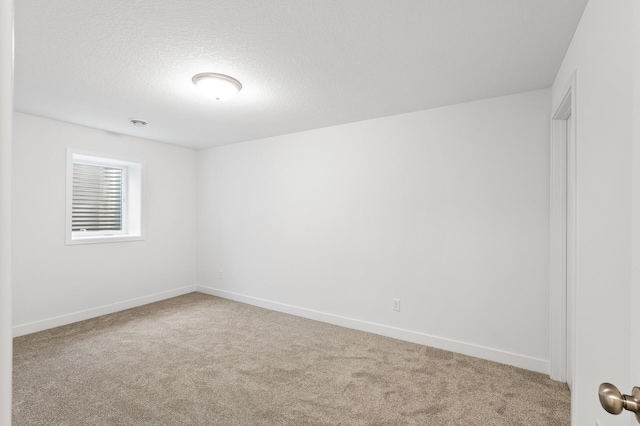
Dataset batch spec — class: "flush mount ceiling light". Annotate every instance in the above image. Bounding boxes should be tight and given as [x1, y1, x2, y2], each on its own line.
[192, 73, 242, 101]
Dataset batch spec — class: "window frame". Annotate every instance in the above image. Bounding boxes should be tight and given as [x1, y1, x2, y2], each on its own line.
[65, 149, 144, 245]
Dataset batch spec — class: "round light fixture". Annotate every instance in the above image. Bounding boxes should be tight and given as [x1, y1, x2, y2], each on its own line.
[192, 73, 242, 101]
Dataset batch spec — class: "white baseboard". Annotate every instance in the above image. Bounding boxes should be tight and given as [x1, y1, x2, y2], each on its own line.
[13, 285, 198, 337]
[197, 285, 550, 375]
[13, 283, 550, 374]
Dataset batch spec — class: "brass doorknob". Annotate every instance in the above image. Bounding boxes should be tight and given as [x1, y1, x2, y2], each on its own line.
[599, 383, 640, 423]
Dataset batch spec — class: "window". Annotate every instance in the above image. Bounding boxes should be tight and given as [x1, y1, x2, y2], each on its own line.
[66, 150, 143, 245]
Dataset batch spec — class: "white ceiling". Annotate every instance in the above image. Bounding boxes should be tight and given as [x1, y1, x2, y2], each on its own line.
[14, 0, 588, 150]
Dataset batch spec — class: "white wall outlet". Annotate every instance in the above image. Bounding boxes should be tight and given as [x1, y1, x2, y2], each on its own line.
[392, 298, 401, 312]
[219, 271, 223, 279]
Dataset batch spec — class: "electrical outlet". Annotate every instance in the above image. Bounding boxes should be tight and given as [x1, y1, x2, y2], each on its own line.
[392, 298, 401, 312]
[219, 271, 223, 279]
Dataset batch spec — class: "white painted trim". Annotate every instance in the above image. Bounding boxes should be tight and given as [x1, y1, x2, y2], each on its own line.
[549, 71, 577, 383]
[0, 0, 12, 422]
[12, 285, 197, 337]
[196, 285, 550, 374]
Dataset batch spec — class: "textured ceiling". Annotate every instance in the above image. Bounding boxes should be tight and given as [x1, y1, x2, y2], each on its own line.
[14, 0, 587, 149]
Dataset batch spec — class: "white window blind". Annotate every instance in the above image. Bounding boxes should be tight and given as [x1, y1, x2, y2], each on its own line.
[66, 150, 143, 245]
[71, 163, 125, 232]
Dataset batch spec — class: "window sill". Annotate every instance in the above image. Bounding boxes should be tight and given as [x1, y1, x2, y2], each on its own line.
[65, 234, 144, 246]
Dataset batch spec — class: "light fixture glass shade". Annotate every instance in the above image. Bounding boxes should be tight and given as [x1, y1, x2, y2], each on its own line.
[192, 73, 242, 101]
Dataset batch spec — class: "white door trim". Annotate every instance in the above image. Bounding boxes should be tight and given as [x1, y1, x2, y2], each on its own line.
[0, 0, 13, 422]
[550, 71, 577, 383]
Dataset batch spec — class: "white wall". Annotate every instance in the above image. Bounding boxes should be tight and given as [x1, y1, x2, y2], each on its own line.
[12, 113, 198, 335]
[0, 0, 13, 423]
[197, 89, 551, 373]
[551, 0, 634, 425]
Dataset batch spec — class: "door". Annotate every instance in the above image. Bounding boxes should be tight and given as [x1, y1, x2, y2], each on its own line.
[595, 4, 640, 423]
[631, 5, 640, 424]
[628, 5, 640, 423]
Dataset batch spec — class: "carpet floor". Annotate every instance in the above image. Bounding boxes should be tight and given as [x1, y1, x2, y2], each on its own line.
[13, 292, 570, 425]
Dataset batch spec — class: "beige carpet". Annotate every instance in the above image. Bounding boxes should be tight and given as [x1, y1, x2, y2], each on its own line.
[13, 292, 569, 425]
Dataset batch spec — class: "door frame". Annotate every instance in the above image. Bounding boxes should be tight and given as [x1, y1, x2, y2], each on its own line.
[550, 71, 577, 383]
[0, 0, 12, 422]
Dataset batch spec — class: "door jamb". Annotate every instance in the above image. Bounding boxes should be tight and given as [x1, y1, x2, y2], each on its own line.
[550, 71, 577, 383]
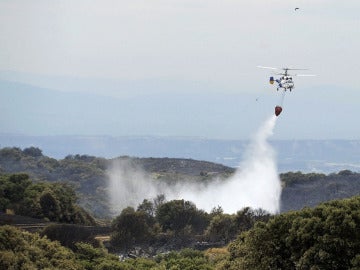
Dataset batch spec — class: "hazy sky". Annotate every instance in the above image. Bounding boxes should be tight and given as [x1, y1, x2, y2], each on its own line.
[0, 0, 359, 139]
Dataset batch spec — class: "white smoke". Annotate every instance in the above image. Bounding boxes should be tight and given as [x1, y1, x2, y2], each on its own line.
[108, 115, 281, 215]
[107, 159, 164, 213]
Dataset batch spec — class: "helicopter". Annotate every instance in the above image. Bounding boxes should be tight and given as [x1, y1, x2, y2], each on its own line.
[257, 66, 315, 116]
[257, 66, 315, 92]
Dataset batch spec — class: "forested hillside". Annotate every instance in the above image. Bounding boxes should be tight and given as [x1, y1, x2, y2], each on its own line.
[0, 147, 234, 218]
[0, 173, 95, 225]
[1, 147, 360, 218]
[280, 170, 360, 212]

PROBLEM DESCRIPTION: Word-for-word output of every record is needed, with images omitted.

OUTPUT OF THE EXERCISE:
Dataset batch spec — class: "flush mount ceiling light". Annotate every instance in the above image. Bounding boxes should be tight and given as [x1, y1, x2, y2], each on its own line.
[192, 73, 242, 101]
Dataset batch spec — class: "window frame". Annotate every instance in the above image. Bounding boxes should be tight and given as [x1, y1, x2, y2], each on its own line.
[65, 149, 144, 245]
Dataset batch spec — class: "round light fixture". Annotate every instance in the above image. Bounding boxes should be tight and given as [x1, y1, x2, y2], each on its own line.
[192, 73, 242, 101]
Dataset batch spec — class: "white baseboard". Annotate every instance in the above image. Bounding boxes should be tight and given as [x1, y1, x2, y2], each on its own line.
[13, 285, 198, 337]
[197, 285, 550, 375]
[13, 283, 550, 374]
Dataset batch spec — class: "brass doorknob". Annotate every instance in the above image. Bounding boxes should be tight and given as [x1, y1, x2, y2], each on its own line.
[599, 383, 640, 423]
Dataset batch spec — class: "window". Annotate every instance in the above image. Bounding boxes should be tight and given as [x1, y1, x2, y2], each on its own line.
[66, 150, 143, 245]
Dataset batch spec — class: "white ceiling". Annotate every instance in the above image. Bounding boxes should be tight and given as [x1, y1, x2, y2], each on its own line.
[14, 0, 588, 150]
Dataset batch spec — class: "white wall outlet". Annotate every instance in the above image. Bounding boxes should be tight and given as [x1, y1, x2, y2], each on its own line.
[392, 298, 401, 312]
[219, 271, 223, 279]
Dataset batch spec — class: "electrical outlet". Annotate every instance in the above image. Bounding boxes should be tight and given as [x1, y1, x2, y2], each on its own line.
[392, 298, 401, 312]
[219, 271, 223, 279]
Dataset batch spec — class: "white painted trim". Annotate every instance in the above image. Bounding boxes should be tight and given as [x1, y1, x2, y2], each on its own line.
[549, 71, 577, 383]
[0, 0, 12, 422]
[12, 285, 197, 337]
[196, 285, 550, 374]
Dataset batch spec — class: "textured ceiling". Annotate every instance in the above image. Bounding boxes should be tight and given as [x1, y1, x2, y2], each on its own line.
[14, 0, 587, 149]
Dataset batch spec — class: "white window blind". Annotate every instance in the above image. Bounding boxes should be tight and given as [x1, y1, x2, y2], each on its own line.
[66, 150, 143, 245]
[71, 163, 125, 232]
Dataset batch spec — class: "window sill". Annotate every instance in the above image. Bounding boxes should be tight and given as [x1, y1, x2, y2], each on its own line.
[65, 234, 144, 246]
Dataset batch spec — class: "light fixture glass shade". Annotate every instance in the above image. Bounding boxes should be tight and given as [x1, y1, x2, y2], each on its own line.
[192, 73, 242, 101]
Dataset batch spec — class: "white door trim". Annotate every instance in the above image. Bounding boxes should be tight and given as [x1, y1, x2, y2], each on its own line.
[0, 0, 13, 422]
[550, 71, 577, 383]
Dataset batch spec — class: "white wall". Annotate every instance in the above image. Bounding boxes should be tight and given as [x1, y1, x2, y2], each on its own line.
[12, 113, 198, 335]
[0, 0, 13, 423]
[197, 89, 551, 373]
[551, 0, 634, 425]
Dataset batch spec — class: "door". Annotate every instance in the above image. Bounding boxes should be tight and given as [x1, y1, x2, y2], each on its own line.
[595, 4, 640, 423]
[631, 5, 640, 424]
[628, 5, 640, 423]
Dataset batch spec — class: "carpet floor". Annotate every instance in the above image. Bounding boxes should be tight and given as [x1, y1, x2, y2], each on its own line.
[13, 292, 570, 425]
Dataset batch spec — class: "beige carpet". Annotate every instance in the above image. Bounding boxes should be tight and given as [x1, y1, x2, y2], each on its own line.
[13, 292, 569, 425]
Dataset batch spec — class: "door frame". Annotate every instance in the above image. Bounding boxes should be tight and given as [x1, y1, x2, y2], each on its own line.
[550, 71, 577, 383]
[0, 0, 12, 422]
Dataset batch spec — class: "door jamb". Annotate every instance in the above image. Bounding boxes should be tight and given as [x1, y1, x2, y2], each on its own line.
[550, 71, 577, 383]
Dataset batch spec — class: "hazy sky". Annotate every instance in the above image. Bounding boxes should be tight and given as [x1, y1, x2, y2], each on its own line.
[0, 0, 359, 139]
Dataset batch spec — class: "white smoke". Annotate every instance in the above image. Bounding boxes should be tight and given as [x1, y1, x2, y2], each on its own line.
[108, 115, 281, 215]
[107, 159, 164, 213]
Dataset batch spec — class: "helicopter". Annotate every instance in the above image. Bounding boxes should be tight and given as [x1, y1, x2, y2], each on its own line.
[257, 66, 315, 116]
[257, 66, 315, 92]
Dataset batch spec — class: "forested hillside". Annotate every instance in the above image. Bounding boxes should be tight and given as [x1, y1, x2, y2], each on its own line.
[0, 147, 234, 218]
[0, 173, 95, 225]
[1, 147, 360, 218]
[280, 170, 360, 212]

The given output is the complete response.